## BEGIN Dataset excerpts

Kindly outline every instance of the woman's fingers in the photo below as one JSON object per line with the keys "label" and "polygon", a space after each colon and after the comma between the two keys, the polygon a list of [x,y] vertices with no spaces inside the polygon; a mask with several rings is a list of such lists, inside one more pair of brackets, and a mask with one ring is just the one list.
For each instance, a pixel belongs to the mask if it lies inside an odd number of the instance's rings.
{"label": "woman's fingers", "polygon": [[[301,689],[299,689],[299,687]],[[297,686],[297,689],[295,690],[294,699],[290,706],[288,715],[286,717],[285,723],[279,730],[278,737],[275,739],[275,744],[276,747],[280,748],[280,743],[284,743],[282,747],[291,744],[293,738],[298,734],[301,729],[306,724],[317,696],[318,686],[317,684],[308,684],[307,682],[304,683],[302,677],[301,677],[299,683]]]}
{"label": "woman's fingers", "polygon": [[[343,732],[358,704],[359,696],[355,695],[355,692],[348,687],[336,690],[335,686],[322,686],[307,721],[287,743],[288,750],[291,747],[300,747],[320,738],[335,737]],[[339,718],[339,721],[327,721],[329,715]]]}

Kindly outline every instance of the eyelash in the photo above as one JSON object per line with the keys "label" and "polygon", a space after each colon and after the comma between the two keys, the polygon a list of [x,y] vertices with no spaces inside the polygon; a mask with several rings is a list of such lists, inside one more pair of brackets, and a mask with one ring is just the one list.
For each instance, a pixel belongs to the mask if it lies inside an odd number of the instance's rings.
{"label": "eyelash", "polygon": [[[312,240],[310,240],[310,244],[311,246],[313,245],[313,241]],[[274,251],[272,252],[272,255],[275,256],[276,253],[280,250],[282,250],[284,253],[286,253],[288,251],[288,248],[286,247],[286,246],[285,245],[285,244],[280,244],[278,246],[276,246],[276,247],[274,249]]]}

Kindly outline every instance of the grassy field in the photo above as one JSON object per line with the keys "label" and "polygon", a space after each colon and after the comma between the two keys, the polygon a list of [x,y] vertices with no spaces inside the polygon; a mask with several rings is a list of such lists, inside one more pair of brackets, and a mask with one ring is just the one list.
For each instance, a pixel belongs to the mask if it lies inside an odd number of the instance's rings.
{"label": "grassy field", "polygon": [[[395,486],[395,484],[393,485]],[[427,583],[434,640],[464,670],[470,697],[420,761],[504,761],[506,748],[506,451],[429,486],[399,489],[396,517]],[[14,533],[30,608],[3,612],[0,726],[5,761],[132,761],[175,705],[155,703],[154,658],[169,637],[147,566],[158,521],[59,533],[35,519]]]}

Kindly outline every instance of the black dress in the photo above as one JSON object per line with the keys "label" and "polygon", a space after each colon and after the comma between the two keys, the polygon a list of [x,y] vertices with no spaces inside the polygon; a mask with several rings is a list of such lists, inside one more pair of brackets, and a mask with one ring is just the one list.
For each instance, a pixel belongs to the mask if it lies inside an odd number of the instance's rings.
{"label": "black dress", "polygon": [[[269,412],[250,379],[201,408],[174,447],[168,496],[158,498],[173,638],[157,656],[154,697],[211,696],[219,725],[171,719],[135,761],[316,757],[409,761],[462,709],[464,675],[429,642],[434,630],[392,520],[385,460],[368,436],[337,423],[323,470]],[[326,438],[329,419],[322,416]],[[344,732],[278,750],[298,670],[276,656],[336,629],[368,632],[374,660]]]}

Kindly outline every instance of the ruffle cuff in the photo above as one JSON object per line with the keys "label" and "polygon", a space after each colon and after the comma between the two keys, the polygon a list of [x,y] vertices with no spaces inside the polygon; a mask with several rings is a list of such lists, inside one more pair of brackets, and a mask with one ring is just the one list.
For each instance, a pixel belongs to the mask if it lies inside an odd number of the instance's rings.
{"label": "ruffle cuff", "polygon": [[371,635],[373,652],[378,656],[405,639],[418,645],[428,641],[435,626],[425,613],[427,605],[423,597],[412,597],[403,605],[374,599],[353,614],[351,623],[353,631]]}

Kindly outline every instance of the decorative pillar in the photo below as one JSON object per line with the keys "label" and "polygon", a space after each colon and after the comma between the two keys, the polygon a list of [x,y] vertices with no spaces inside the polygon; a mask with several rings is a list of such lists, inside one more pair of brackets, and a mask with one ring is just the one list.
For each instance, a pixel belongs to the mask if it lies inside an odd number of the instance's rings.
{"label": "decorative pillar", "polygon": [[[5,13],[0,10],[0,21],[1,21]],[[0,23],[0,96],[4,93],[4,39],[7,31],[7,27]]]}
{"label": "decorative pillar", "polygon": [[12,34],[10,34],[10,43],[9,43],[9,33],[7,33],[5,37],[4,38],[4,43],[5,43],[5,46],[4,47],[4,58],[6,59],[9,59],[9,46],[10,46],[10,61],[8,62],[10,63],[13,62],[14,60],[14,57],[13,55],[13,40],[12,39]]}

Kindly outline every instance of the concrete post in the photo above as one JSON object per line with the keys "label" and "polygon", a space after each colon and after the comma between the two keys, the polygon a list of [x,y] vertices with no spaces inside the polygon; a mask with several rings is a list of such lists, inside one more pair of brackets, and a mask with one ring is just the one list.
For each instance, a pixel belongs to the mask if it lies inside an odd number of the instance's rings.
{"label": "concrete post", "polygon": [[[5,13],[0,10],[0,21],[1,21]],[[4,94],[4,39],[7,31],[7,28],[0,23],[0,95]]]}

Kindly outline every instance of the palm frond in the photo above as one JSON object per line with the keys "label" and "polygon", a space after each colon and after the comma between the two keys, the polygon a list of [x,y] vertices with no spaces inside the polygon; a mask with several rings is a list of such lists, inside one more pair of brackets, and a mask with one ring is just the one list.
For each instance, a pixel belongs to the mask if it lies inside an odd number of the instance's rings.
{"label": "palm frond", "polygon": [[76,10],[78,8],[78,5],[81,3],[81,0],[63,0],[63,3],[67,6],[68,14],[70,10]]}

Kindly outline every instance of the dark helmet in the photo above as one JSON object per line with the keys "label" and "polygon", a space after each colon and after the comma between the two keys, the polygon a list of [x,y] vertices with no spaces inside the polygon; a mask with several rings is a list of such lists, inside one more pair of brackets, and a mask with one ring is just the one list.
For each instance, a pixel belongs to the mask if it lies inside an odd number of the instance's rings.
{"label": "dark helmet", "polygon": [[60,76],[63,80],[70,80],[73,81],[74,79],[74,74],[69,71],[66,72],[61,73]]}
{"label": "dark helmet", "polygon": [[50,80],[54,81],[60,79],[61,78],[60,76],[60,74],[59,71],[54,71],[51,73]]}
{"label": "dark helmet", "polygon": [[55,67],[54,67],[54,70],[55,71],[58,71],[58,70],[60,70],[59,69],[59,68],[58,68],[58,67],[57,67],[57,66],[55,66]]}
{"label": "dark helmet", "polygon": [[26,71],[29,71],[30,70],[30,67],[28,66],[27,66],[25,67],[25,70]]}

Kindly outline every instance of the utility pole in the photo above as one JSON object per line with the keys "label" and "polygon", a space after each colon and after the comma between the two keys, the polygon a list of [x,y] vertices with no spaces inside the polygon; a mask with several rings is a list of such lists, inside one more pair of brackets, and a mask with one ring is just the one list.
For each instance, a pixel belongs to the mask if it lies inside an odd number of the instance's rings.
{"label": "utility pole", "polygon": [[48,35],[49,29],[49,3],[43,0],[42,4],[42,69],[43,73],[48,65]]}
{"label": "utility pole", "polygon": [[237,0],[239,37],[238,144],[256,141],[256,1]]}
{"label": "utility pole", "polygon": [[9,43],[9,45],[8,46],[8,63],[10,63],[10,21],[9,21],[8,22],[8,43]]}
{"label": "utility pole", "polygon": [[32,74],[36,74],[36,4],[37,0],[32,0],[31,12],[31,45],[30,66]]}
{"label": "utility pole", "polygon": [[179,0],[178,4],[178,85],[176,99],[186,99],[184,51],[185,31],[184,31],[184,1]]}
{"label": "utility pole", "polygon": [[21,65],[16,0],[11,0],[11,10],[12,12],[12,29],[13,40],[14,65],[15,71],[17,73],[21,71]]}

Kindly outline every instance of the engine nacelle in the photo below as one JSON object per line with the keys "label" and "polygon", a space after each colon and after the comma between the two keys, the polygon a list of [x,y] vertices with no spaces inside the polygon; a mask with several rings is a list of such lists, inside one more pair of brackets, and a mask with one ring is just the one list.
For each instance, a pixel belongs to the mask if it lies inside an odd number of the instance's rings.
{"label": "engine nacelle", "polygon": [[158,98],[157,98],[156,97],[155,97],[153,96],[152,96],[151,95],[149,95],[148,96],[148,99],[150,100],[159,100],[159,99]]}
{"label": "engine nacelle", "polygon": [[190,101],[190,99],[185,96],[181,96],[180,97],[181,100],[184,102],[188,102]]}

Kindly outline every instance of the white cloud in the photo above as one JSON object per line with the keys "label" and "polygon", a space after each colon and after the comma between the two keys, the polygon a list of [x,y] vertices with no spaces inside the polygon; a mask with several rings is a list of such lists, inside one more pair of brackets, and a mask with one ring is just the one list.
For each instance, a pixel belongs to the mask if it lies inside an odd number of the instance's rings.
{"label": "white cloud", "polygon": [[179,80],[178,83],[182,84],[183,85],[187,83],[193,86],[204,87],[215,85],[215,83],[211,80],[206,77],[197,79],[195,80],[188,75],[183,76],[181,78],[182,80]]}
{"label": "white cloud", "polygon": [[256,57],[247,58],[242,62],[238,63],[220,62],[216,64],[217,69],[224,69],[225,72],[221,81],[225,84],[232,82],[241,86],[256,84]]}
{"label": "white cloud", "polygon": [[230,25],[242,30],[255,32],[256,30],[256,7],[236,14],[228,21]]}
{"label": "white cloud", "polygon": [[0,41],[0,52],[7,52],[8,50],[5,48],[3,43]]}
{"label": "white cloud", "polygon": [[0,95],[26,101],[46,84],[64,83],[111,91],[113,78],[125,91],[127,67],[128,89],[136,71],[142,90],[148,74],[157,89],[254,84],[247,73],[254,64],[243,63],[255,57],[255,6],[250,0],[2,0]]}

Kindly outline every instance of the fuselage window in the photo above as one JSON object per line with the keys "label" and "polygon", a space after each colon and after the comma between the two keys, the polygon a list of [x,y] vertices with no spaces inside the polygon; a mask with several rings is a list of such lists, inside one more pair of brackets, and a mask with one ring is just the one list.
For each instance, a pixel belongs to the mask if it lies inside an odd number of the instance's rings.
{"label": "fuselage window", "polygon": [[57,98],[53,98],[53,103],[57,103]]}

## END Dataset excerpts
## BEGIN Dataset excerpts

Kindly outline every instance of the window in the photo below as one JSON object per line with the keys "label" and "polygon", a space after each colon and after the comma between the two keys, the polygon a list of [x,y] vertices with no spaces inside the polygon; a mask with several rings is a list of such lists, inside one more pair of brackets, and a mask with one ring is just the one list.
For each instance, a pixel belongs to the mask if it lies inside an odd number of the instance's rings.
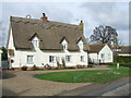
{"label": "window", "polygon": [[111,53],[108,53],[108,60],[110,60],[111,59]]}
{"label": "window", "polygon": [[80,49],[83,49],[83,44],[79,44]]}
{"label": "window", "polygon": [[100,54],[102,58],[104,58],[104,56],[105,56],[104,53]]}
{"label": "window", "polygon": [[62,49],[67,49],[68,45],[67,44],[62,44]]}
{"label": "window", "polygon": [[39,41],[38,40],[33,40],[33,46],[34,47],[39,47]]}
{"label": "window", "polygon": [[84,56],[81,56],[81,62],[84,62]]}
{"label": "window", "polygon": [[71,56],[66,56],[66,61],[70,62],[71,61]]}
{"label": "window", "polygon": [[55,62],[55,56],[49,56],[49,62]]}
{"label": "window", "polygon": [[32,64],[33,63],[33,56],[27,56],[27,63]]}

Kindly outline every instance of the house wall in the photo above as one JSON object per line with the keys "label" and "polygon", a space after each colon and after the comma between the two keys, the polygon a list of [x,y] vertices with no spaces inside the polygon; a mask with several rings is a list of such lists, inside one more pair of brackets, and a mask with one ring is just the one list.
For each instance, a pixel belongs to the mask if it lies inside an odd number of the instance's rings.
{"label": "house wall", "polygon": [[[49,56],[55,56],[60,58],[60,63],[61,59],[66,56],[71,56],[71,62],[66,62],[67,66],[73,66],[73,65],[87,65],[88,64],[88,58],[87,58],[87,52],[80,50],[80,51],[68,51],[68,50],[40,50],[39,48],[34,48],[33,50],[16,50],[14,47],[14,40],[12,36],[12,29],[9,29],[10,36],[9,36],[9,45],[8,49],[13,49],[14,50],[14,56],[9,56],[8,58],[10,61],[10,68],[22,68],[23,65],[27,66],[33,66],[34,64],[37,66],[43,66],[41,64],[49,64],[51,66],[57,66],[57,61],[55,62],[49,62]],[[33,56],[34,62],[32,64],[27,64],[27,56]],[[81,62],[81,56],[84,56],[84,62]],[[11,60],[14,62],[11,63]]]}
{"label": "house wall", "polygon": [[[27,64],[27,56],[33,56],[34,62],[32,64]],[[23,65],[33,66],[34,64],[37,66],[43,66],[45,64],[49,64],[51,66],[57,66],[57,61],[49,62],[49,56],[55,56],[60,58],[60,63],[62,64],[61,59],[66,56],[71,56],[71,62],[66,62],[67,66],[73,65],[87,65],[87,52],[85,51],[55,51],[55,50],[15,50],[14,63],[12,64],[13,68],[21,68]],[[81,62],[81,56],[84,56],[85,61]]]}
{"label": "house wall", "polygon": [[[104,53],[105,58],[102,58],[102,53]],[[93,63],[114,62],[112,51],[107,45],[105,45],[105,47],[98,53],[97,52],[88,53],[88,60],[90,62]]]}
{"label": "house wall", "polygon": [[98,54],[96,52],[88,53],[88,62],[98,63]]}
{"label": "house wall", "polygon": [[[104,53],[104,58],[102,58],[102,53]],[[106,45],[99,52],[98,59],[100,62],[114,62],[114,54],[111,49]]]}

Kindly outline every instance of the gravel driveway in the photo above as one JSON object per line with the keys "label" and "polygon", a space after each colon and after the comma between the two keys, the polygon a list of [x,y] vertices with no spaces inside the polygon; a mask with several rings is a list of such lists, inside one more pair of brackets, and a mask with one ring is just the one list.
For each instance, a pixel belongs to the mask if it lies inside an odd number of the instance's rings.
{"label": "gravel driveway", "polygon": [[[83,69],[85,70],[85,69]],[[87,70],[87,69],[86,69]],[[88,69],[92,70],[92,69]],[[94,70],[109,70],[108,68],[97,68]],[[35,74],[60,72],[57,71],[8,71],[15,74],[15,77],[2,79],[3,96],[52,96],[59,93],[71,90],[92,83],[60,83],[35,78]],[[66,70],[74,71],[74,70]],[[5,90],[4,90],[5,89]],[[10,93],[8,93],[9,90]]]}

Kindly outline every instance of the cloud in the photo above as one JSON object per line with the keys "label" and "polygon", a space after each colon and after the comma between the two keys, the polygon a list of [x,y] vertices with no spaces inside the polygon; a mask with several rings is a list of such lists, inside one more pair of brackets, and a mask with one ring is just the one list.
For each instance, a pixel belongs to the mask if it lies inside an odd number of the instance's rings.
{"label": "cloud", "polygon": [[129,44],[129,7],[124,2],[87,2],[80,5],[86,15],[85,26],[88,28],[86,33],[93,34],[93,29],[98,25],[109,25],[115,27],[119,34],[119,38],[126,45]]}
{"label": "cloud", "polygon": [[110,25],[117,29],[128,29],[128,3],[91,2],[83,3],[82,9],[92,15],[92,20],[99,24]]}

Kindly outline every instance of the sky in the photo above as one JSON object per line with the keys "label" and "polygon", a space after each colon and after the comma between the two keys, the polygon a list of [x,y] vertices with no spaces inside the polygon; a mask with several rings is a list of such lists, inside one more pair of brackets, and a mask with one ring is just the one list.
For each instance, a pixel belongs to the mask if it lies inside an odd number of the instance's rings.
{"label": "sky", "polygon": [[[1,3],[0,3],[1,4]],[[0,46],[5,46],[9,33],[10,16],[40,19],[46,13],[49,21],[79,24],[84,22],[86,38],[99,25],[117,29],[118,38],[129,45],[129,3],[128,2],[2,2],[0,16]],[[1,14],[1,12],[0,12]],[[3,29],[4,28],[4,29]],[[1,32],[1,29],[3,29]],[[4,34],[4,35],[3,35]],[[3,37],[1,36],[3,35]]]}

## END Dataset excerpts

◆ Task goal ◆
Copy every line from the items above that contains the word "dress".

◆ Solution for this task ◆
Kindly outline every instance of the black dress in the photo above as one JSON object per line with the keys "label" and "polygon", a space after each colon and after the comma between the two keys, the polygon a list of [x,y] vertices with no spaces inside the polygon; a mask with several rings is a list of such lists, inside one more pair of brackets, and a mask with one ring is just the one list.
{"label": "black dress", "polygon": [[[269,412],[250,379],[201,408],[174,447],[168,496],[158,498],[173,638],[157,656],[154,697],[211,696],[219,725],[171,719],[135,761],[316,757],[409,761],[462,709],[464,675],[429,642],[434,630],[392,520],[385,460],[368,436],[337,423],[323,470]],[[326,438],[329,419],[322,416]],[[344,732],[278,750],[298,670],[276,656],[336,629],[368,632],[374,660]]]}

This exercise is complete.